→ Written request:
Print only the line with "Please put a point on each instance of the tree" and the lines after it, ending with the last line of the material, each exactly as it stands.

>> Begin Data shown

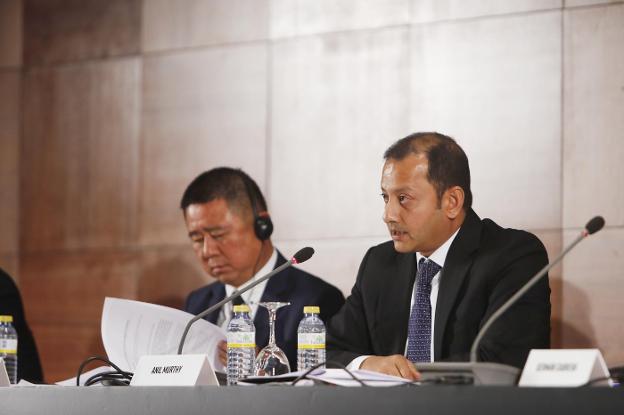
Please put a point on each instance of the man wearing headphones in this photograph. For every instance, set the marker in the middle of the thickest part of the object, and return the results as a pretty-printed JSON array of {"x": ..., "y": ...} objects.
[{"x": 230, "y": 229}]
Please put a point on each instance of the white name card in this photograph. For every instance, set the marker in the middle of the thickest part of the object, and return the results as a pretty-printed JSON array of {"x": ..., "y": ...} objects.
[
  {"x": 174, "y": 370},
  {"x": 564, "y": 368},
  {"x": 4, "y": 376}
]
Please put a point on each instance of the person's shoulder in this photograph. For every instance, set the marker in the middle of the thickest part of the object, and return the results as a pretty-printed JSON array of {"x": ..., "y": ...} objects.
[
  {"x": 204, "y": 290},
  {"x": 496, "y": 237}
]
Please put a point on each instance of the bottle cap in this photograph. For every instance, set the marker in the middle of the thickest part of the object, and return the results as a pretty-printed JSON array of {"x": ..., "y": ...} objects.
[{"x": 241, "y": 308}]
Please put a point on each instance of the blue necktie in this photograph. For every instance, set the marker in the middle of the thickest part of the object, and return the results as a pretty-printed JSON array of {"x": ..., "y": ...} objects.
[{"x": 419, "y": 329}]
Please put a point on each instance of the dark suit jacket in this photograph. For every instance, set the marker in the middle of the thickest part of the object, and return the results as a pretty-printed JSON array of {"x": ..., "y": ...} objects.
[
  {"x": 293, "y": 285},
  {"x": 485, "y": 265},
  {"x": 28, "y": 365}
]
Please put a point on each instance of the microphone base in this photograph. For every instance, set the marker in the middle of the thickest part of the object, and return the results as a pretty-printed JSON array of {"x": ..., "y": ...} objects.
[{"x": 464, "y": 373}]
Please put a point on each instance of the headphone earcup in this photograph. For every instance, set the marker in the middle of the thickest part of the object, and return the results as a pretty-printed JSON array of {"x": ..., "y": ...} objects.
[{"x": 263, "y": 226}]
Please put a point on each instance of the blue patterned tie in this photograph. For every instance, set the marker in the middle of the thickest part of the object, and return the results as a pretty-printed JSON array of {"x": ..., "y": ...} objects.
[{"x": 419, "y": 329}]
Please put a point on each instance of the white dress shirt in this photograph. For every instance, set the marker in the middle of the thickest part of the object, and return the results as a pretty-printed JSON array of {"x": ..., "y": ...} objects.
[
  {"x": 439, "y": 257},
  {"x": 251, "y": 297}
]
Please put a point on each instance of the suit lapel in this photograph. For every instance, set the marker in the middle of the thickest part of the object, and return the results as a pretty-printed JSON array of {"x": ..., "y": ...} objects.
[
  {"x": 392, "y": 313},
  {"x": 216, "y": 294},
  {"x": 456, "y": 267}
]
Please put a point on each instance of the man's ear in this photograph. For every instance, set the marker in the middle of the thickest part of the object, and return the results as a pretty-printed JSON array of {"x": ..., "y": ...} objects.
[{"x": 453, "y": 201}]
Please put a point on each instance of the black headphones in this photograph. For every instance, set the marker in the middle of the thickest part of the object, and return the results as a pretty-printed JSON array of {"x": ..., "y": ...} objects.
[{"x": 263, "y": 226}]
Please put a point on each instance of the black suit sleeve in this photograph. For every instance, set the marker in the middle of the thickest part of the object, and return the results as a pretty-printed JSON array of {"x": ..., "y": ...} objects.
[
  {"x": 28, "y": 365},
  {"x": 526, "y": 325},
  {"x": 347, "y": 332}
]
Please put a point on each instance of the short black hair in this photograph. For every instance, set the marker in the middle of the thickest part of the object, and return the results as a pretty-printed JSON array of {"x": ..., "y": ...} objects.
[
  {"x": 448, "y": 164},
  {"x": 235, "y": 186}
]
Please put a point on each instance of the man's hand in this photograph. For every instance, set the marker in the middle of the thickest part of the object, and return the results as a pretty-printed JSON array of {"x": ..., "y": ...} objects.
[
  {"x": 395, "y": 365},
  {"x": 223, "y": 352}
]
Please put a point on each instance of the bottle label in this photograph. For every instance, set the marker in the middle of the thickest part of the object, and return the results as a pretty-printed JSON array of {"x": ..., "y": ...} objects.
[
  {"x": 311, "y": 340},
  {"x": 8, "y": 346},
  {"x": 240, "y": 339}
]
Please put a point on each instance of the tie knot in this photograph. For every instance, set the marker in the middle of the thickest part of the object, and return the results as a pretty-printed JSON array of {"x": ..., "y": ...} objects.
[{"x": 427, "y": 269}]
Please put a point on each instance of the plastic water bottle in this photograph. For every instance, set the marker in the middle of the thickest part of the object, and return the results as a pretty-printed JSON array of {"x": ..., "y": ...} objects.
[
  {"x": 310, "y": 339},
  {"x": 241, "y": 336},
  {"x": 8, "y": 346}
]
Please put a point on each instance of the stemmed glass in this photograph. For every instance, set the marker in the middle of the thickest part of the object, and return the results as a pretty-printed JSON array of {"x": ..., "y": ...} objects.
[{"x": 272, "y": 360}]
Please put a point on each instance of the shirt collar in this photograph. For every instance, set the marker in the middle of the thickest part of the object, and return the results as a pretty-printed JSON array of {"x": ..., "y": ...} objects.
[
  {"x": 268, "y": 267},
  {"x": 439, "y": 255}
]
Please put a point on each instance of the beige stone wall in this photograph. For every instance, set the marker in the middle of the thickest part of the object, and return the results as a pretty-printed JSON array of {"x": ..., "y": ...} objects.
[{"x": 113, "y": 107}]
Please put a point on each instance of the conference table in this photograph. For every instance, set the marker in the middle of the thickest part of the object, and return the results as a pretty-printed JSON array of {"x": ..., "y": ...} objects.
[{"x": 312, "y": 400}]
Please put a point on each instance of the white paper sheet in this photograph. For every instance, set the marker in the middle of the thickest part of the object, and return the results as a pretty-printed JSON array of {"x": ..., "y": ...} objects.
[
  {"x": 342, "y": 378},
  {"x": 131, "y": 329}
]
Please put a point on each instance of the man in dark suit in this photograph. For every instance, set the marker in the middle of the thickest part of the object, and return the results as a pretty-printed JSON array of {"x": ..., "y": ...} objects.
[
  {"x": 424, "y": 295},
  {"x": 229, "y": 226},
  {"x": 28, "y": 365}
]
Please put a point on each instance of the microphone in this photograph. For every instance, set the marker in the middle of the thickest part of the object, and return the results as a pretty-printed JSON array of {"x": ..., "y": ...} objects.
[
  {"x": 301, "y": 256},
  {"x": 593, "y": 226}
]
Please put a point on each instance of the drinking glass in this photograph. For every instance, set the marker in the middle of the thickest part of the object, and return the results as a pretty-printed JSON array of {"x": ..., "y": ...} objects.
[{"x": 272, "y": 360}]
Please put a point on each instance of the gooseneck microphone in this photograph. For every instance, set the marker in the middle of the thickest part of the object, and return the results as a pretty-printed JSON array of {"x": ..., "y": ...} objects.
[
  {"x": 593, "y": 226},
  {"x": 301, "y": 256}
]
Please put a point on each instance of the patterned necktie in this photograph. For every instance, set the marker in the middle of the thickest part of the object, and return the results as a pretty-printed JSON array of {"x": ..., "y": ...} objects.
[{"x": 419, "y": 329}]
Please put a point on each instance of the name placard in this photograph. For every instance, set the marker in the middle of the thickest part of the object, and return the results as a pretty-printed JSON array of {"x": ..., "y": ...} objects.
[
  {"x": 4, "y": 376},
  {"x": 564, "y": 368},
  {"x": 174, "y": 370}
]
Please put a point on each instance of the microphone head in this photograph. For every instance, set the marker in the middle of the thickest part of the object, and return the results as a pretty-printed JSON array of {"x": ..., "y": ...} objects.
[
  {"x": 302, "y": 255},
  {"x": 594, "y": 225}
]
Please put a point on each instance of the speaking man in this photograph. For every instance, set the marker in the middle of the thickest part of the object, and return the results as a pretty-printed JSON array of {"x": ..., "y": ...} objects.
[
  {"x": 424, "y": 295},
  {"x": 230, "y": 230}
]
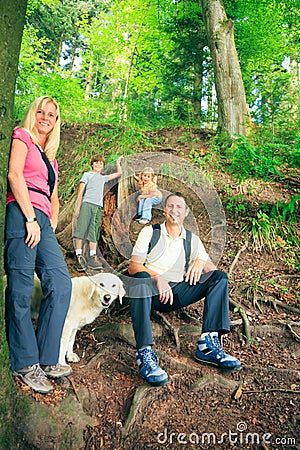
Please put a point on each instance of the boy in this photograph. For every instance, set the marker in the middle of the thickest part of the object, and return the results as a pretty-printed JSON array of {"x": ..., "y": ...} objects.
[{"x": 88, "y": 211}]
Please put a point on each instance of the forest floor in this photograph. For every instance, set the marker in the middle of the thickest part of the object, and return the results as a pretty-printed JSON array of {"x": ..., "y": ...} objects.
[{"x": 201, "y": 407}]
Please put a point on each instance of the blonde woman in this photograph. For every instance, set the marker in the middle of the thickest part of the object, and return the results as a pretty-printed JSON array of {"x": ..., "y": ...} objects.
[{"x": 30, "y": 246}]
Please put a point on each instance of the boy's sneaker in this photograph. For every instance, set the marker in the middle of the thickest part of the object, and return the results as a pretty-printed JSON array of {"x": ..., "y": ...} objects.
[
  {"x": 144, "y": 221},
  {"x": 149, "y": 369},
  {"x": 57, "y": 371},
  {"x": 81, "y": 263},
  {"x": 34, "y": 377},
  {"x": 214, "y": 354}
]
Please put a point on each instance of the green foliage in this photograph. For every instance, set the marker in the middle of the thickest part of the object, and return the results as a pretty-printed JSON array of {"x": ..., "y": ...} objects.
[
  {"x": 249, "y": 161},
  {"x": 263, "y": 232},
  {"x": 67, "y": 92}
]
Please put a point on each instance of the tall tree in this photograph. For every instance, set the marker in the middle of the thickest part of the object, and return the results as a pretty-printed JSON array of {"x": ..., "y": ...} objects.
[
  {"x": 233, "y": 111},
  {"x": 12, "y": 17}
]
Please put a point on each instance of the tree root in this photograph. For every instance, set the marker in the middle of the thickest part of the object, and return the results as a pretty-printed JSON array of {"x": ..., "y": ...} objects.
[
  {"x": 244, "y": 316},
  {"x": 182, "y": 365},
  {"x": 173, "y": 329},
  {"x": 296, "y": 336},
  {"x": 283, "y": 305},
  {"x": 237, "y": 257},
  {"x": 137, "y": 404},
  {"x": 213, "y": 379},
  {"x": 285, "y": 391}
]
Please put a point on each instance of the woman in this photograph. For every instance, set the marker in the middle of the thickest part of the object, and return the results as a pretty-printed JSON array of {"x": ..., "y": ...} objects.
[{"x": 31, "y": 246}]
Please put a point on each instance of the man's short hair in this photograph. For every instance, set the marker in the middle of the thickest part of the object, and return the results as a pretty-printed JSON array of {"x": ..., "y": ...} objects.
[{"x": 177, "y": 194}]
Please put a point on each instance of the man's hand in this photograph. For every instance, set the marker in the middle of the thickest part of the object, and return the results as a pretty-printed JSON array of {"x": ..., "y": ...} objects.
[
  {"x": 165, "y": 291},
  {"x": 194, "y": 271}
]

>> End Data shown

→ Exercise answer:
Please put a point on each instance of the tree root in this photograph. For every instance, set the marker in the middle of the thickest part of the object, and return the results as a pretty-printed JSON array of {"x": ..., "y": ...} objects.
[
  {"x": 244, "y": 316},
  {"x": 182, "y": 365},
  {"x": 173, "y": 329},
  {"x": 296, "y": 336},
  {"x": 283, "y": 305},
  {"x": 237, "y": 257},
  {"x": 137, "y": 404},
  {"x": 213, "y": 379},
  {"x": 285, "y": 391}
]
Please put a point on each instance of the woman in this photograph. For every instance, set the marker in the middle of the thickest part of the object, and return the results as a pretty-printed JSON array of {"x": ..., "y": ...} objects.
[{"x": 31, "y": 246}]
Please put a point on each instance of the man's short hair in this photograph. For every instance, set the marker in the middle of the thickest part of the object, and return the results as a pretty-printed JSON array of {"x": ..., "y": ...} objects.
[{"x": 177, "y": 194}]
Please put a point on each instance of the man's hand in this photograph. For every instance, set the marker in the middle of the thickest part of the object, and return the results as a pretty-printed JSON array of {"x": ..., "y": ...} objects.
[
  {"x": 165, "y": 291},
  {"x": 194, "y": 271}
]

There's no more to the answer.